Excerpt to read:
This pattern of monarchical and aristocratic patronage drawing skilled, foreign-born artists to England was a familiar and longstanding one, as reflected in the words of Henry Peacham; writing exactly 100 years earlier than Steele, Peacham highlights the absence of native artists working within elite circles, and the contrasting presence of their European competitors: ‘Onely I am sory that our courtiers and great personages must seeke farre and neere for some Dutchman or Italian to draw their pictures, and invent their devises, our Englishmen being held for ‘Vaunients’ [worthless persons]’.(2)
It is therefore not surprising that from Hans Holbein the Younger, Nicholas Hilliard and Isaac Oliver, to Rubens, Mytens, and Van Dyck, through to the later impact of Lely and Kneller, the study of foreign-born artists working at court has dominated our knowledge of the patronage and production of art during the Tudor and Stuart periods. But this dominance is at risk of compromising a more thorough and rounded understanding of the comprehensive ‘delight’ in portraiture present in the English psyche, as suggested by Steele at the beginning of the 18th century; the court’s tastes and activities might have been influential, but surely cannot represent the totality of experiences and preferences of the nation in relation to face-painting during the early modern period.

Data rows:
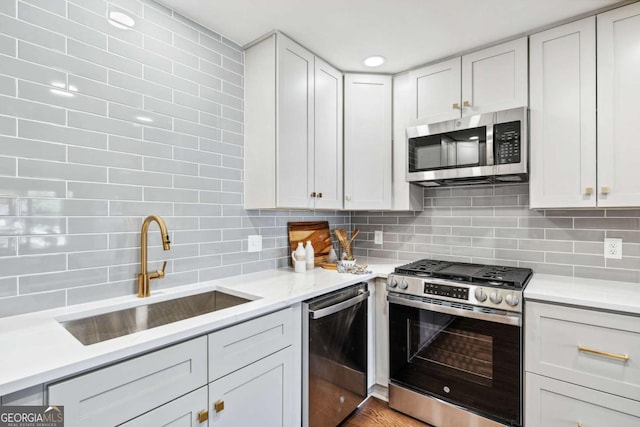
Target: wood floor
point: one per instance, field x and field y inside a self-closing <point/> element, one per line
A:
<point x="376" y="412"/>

==

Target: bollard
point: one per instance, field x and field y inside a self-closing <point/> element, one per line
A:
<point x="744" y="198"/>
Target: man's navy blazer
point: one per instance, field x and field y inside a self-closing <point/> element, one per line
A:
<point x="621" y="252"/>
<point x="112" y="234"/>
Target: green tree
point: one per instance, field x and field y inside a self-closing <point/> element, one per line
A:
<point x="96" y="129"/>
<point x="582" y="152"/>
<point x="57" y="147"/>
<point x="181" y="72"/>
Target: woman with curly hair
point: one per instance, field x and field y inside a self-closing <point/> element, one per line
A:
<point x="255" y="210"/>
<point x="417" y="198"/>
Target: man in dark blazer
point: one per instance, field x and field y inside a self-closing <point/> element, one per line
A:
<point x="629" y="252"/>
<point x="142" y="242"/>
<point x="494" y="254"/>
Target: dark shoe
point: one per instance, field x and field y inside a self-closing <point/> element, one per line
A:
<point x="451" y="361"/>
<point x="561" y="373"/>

---

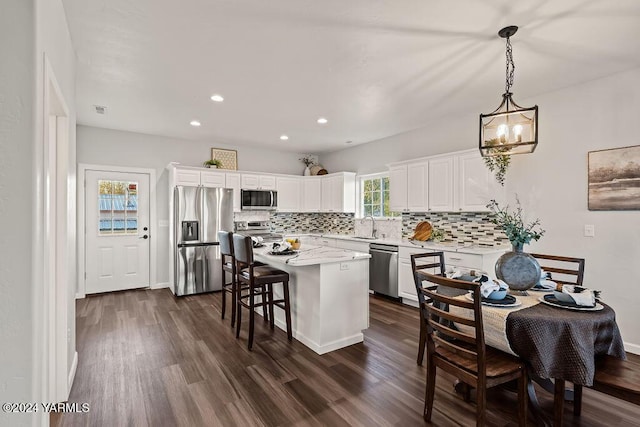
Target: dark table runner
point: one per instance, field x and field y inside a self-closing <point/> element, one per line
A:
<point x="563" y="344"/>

Objective:
Answer these questions from the passage on portraiture:
1. How many years before Steele was Peacham writing?
2. According to Peacham, whom did courtiers and great personages seek to draw their pictures?
3. Which two artists' later impact does the passage name?
Please rely on the passage on portraiture alone, not the data.

Reply to the exercise:
1. Exactly 100 years.
2. Some Dutchman or Italian.
3. Lely and Kneller.